-------- Text shown

In connection with the Private Placement, the Company has agreed to hold a meeting of its shareholders no later than 120 days following the initial closing of the Private Placement to seek approval to give the Company’s directors authority under s551 Companies Act 2006 to issue the securities to be issued and sold in the second closing of the Private Placement and the Shares issuable upon exercise of the Warrants to be issued and sold in the Private Placement, and to disapply pre-emption rights in respect of such authority under s570 of the Companies Act 2006 (collectively, “Shareholder Approval”).

The Company expects to use the net proceeds from the Private Placement to support its growing commercial capabilities, including expanding its commercialization efforts of Libmeldy® in Europe, preparing for a potential BLA submission and approval for OTL-200 in the U.S., advancing its clinical and pre-clinical stage programs and servicing its existing outstanding debt, as well as for general corporate purposes.

Guggenheim Securities, LLC is acting as sole placement agent for the Private Placement.

----------------

Directions ->
1: In the private placement text, list the items named after the word "including" in the description of how the net proceeds will be used.
2: Duplicate everything in the private placement text from "The Company expects" down to "the Private Placement.".
3: According to the private placement text, by when must the Company hold its shareholder meeting?
The material after this point comes from a separate source.

-------- Dataset records

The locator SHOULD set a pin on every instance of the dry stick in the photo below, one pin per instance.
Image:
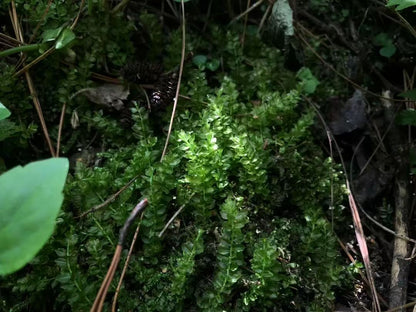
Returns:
(108, 200)
(407, 305)
(119, 6)
(356, 85)
(19, 35)
(383, 301)
(245, 25)
(35, 61)
(41, 21)
(171, 220)
(175, 102)
(255, 5)
(265, 15)
(359, 232)
(102, 293)
(123, 272)
(61, 122)
(78, 15)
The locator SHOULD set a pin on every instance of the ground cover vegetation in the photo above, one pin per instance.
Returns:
(257, 192)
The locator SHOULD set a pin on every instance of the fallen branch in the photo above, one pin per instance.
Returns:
(102, 293)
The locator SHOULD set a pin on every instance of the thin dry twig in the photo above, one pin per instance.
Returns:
(255, 5)
(81, 7)
(126, 263)
(359, 232)
(41, 21)
(61, 123)
(108, 200)
(175, 102)
(102, 293)
(245, 26)
(332, 68)
(171, 220)
(33, 93)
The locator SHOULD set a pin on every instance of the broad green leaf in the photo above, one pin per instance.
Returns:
(411, 94)
(51, 34)
(308, 80)
(401, 4)
(388, 50)
(65, 38)
(4, 112)
(30, 198)
(406, 118)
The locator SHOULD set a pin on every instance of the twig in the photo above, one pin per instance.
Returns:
(255, 5)
(123, 272)
(19, 35)
(61, 122)
(407, 305)
(119, 6)
(383, 301)
(356, 85)
(108, 200)
(35, 61)
(171, 220)
(78, 15)
(175, 102)
(359, 232)
(265, 15)
(102, 293)
(245, 26)
(41, 21)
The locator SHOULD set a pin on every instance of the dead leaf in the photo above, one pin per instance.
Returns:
(107, 95)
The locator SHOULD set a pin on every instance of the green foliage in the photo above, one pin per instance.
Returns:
(388, 49)
(401, 4)
(29, 209)
(4, 112)
(308, 80)
(229, 255)
(241, 149)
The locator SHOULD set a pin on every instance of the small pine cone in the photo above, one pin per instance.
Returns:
(142, 73)
(164, 93)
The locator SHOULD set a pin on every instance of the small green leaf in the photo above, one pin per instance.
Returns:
(382, 39)
(213, 64)
(388, 50)
(411, 94)
(65, 38)
(30, 198)
(4, 112)
(401, 4)
(406, 118)
(308, 80)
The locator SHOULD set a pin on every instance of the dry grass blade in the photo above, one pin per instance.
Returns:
(359, 232)
(126, 263)
(19, 36)
(102, 293)
(108, 200)
(61, 123)
(362, 243)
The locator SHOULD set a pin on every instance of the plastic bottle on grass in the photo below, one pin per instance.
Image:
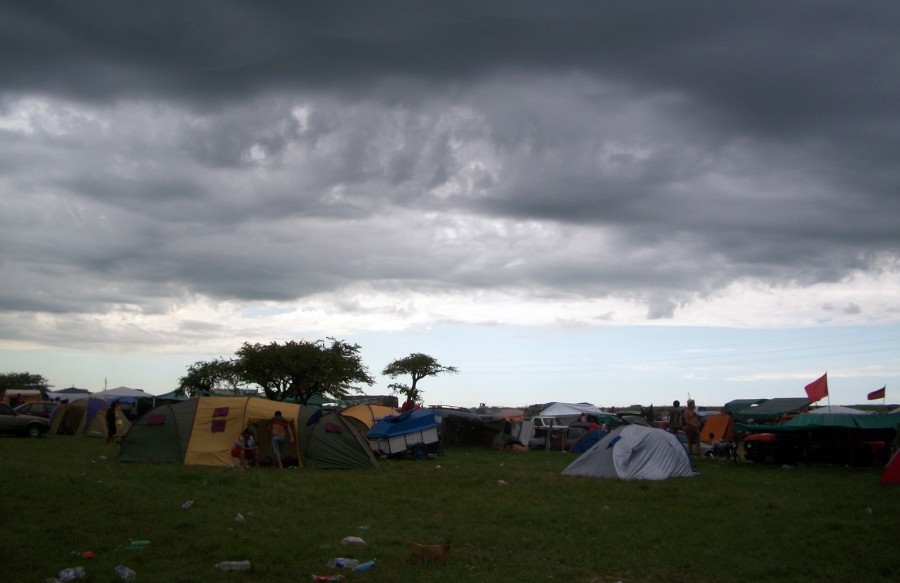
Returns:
(343, 563)
(125, 574)
(71, 574)
(233, 565)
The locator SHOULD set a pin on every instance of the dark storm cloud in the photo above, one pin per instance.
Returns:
(269, 151)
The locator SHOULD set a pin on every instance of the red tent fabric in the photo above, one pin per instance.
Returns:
(891, 473)
(818, 389)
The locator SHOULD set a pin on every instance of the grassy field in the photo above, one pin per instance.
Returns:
(733, 522)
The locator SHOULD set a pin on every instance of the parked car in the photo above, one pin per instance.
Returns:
(37, 408)
(12, 422)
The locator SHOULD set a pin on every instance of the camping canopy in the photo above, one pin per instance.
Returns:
(120, 392)
(634, 452)
(368, 414)
(569, 409)
(805, 422)
(839, 410)
(738, 404)
(772, 409)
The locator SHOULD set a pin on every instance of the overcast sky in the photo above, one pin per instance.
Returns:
(616, 202)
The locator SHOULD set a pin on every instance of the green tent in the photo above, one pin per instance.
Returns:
(329, 440)
(771, 409)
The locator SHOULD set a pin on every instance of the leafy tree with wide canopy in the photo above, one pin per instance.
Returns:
(204, 377)
(418, 366)
(301, 369)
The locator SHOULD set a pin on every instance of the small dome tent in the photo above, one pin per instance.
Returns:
(634, 452)
(86, 417)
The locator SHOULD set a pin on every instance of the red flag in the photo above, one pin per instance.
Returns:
(818, 388)
(879, 394)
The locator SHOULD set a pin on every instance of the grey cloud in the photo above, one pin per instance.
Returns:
(266, 152)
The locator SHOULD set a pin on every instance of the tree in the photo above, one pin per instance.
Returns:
(205, 377)
(23, 381)
(302, 369)
(418, 366)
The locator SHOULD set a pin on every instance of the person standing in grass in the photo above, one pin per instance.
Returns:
(692, 427)
(111, 424)
(280, 428)
(244, 450)
(675, 417)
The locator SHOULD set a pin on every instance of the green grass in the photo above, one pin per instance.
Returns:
(733, 522)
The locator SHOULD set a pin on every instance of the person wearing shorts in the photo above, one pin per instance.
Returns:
(692, 428)
(280, 428)
(244, 450)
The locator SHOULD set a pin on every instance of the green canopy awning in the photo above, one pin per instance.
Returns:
(771, 409)
(807, 421)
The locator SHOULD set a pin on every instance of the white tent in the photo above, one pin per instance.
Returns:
(634, 452)
(839, 410)
(568, 409)
(119, 392)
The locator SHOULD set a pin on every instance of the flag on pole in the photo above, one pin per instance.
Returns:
(879, 394)
(818, 388)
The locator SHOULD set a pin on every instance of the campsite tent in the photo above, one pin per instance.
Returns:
(330, 440)
(568, 409)
(120, 392)
(891, 475)
(70, 394)
(86, 417)
(587, 440)
(839, 410)
(368, 413)
(201, 431)
(717, 427)
(634, 452)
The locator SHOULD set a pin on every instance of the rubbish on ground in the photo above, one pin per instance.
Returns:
(71, 574)
(125, 574)
(233, 565)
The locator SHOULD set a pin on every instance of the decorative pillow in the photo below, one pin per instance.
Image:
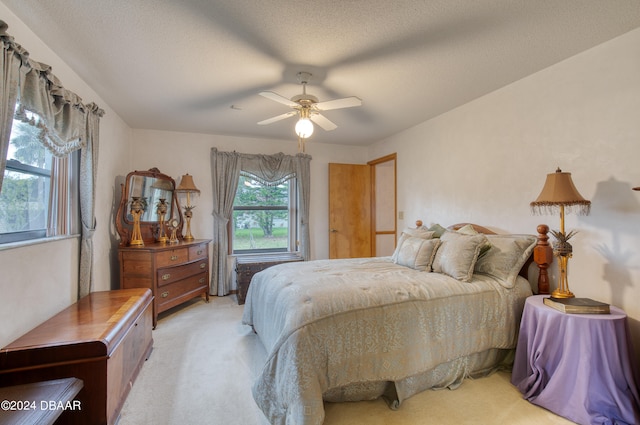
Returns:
(419, 232)
(468, 229)
(437, 230)
(416, 253)
(506, 257)
(457, 254)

----------------

Answer set ->
1:
- Expanding its commercialization efforts of Libmeldy® in Europe
- Preparing for a potential BLA submission and approval for OTL-200 in the U.S.
- Advancing its clinical and pre-clinical stage programs
- Servicing its existing outstanding debt

2:
The Company expects to use the net proceeds from the Private Placement to support its growing commercial capabilities, including expanding its commercialization efforts of Libmeldy® in Europe, preparing for a potential BLA submission and approval for OTL-200 in the U.S., advancing its clinical and pre-clinical stage programs and servicing its existing outstanding debt, as well as for general corporate purposes.

Guggenheim Securities, LLC is acting as sole placement agent for the Private Placement.

3: No later than 120 days following the initial closing of the Private Placement.